#### TASK BRIEF
Could you copy out all of the records below exactly, leaving out every picture?

Stored data entries:
◆ ◆ ◆ ◆ ◆ ◆ ◆
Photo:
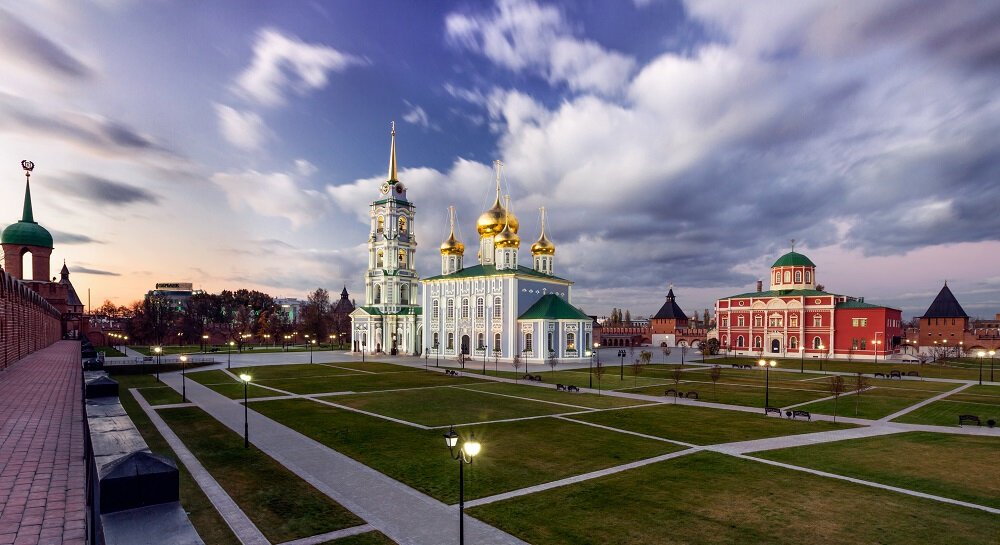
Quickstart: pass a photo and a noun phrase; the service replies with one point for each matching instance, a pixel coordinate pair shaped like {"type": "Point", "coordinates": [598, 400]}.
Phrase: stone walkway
{"type": "Point", "coordinates": [42, 473]}
{"type": "Point", "coordinates": [405, 515]}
◆ ◆ ◆ ◆ ◆ ◆ ◆
#### ANSWER TO THE PROBLEM
Photo:
Quickstart: pass a photo and a noun phrase; the service replies with one point for each matching instance, a pixel coordinate pair shaped like {"type": "Point", "coordinates": [598, 400]}.
Phrase: stone walkway
{"type": "Point", "coordinates": [42, 473]}
{"type": "Point", "coordinates": [405, 515]}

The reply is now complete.